*** Dataset extract

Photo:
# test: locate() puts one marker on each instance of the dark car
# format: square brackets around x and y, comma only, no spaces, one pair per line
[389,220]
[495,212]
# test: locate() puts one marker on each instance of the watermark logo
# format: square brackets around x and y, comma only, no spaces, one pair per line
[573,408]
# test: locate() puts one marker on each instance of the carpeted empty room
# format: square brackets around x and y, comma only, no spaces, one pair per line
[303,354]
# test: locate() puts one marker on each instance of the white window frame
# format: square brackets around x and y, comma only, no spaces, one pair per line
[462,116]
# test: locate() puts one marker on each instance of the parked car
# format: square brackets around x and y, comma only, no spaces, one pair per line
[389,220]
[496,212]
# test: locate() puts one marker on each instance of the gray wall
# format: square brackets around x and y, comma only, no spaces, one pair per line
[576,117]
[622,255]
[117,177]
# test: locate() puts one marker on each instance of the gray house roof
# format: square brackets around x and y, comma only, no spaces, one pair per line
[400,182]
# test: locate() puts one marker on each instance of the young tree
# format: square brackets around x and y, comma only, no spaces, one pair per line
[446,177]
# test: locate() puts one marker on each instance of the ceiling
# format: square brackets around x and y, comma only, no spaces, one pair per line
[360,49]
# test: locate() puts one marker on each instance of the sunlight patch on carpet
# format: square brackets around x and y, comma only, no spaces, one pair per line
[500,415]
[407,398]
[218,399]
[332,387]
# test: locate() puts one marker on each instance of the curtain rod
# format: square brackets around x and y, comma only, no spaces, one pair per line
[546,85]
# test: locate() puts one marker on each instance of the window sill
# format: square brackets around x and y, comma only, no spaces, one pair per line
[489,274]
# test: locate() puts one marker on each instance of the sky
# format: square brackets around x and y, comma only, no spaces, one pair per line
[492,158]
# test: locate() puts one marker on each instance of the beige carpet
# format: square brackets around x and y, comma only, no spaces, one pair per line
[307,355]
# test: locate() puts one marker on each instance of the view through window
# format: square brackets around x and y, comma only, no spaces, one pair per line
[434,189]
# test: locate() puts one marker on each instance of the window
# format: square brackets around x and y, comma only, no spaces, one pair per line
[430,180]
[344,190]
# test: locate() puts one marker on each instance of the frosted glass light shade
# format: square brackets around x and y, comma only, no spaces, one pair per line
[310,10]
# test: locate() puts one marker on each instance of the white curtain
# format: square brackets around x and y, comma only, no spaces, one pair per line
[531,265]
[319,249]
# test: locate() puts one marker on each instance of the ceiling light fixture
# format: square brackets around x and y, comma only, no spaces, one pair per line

******

=== Task ===
Scan the entries above for the string "white", and copy every line where it turns up.

=== Answer to the exercise ===
# test: locate() puts one marker on each instance of the white window frame
# test: locate() puts one marker on each instance of the white curtain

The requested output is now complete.